*Extrait fourni*:

>>>

Apprenons donc par l'exemple de saint Jean, à ne point ressembler à un fragile roseau. Fermons les oreilles et restons fermes au bruit que le monde fait autour de nous pour nous distraire et nous détacher de Dieu. Soyons calmes et tranquilles au milieu des tribulations auxquelles nous sommes exposés, sachant qu'elles opèrent un poids immense de gloire sans rapport avec elles. (II Cor., IV, 17. )

Sommes-nous attaqués par des langues ennemies ? ne nous livrons point à la colère, prions pour nos ennemis, laissons à Dieu le soin de la vengeance, ou plutôt pardonnons du fond de nos cœurs, et Dieu nous pardonnera nos propres offenses malheureusement si nombreuses.

Que les prospérités ne nous rendent point orgueilleux, ni durs envers nos frères, et que l'adversité ne nous abatte pas. Soyons contents de notre sort, et si nous voulons l'améliorer, ce que Dieu ne nous défend point (II Cor. , XII, 14), que ce ne soit jamais aux dépens de la justice et de la conscience.

Cherchons avant tout, selon l'ordre de Jésus-Christ, le royaume de Dieu et sa justice, persuadés que jamais rien ne nous manquera. (Luc., XII, 31. )

Enfin persévérons dans le bien au milieu des scandales et des défections qui nous environnent, et marchons d'un pas ferme et assuré à la conquête de cette couronne immortelle de gloire à laquelle Jésus-Christ nous a rendu nos droits par son sang et sa mort. (S. Grég.)

<<<

*Matériel recueilli*:
>>>

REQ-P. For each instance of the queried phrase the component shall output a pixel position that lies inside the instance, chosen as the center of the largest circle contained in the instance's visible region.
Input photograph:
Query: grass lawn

<<<

*Consignes de l'exercice*:
- a) D'après l'extrait, que faut-il chercher avant tout, selon l'ordre de Jésus-Christ ?
- b) Recopiez mot pour mot le passage de l'extrait qui va de « Sommes-nous attaqués par » jusqu'à « de la conscience. » inclus.
- c) Quelles sont toutes les références placées entre parenthèses dans l'extrait ?
Ce matériel ne provient pas de la même source que l'extrait.

*Réponses par consigne*:
- a) Le royaume de Dieu et sa justice.

- b)
Sommes-nous attaqués par des langues ennemies ? ne nous livrons point à la colère, prions pour nos ennemis, laissons à Dieu le soin de la vengeance, ou plutôt pardonnons du fond de nos cœurs, et Dieu nous pardonnera nos propres offenses malheureusement si nombreuses.

Que les prospérités ne nous rendent point orgueilleux, ni durs envers nos frères, et que l'adversité ne nous abatte pas. Soyons contents de notre sort, et si nous voulons l'améliorer, ce que Dieu ne nous défend point (II Cor. , XII, 14), que ce ne soit jamais aux dépens de la justice et de la conscience.

- c)
- II Cor., IV, 17
- II Cor., XII, 14
- Luc., XII, 31
- S. Grég.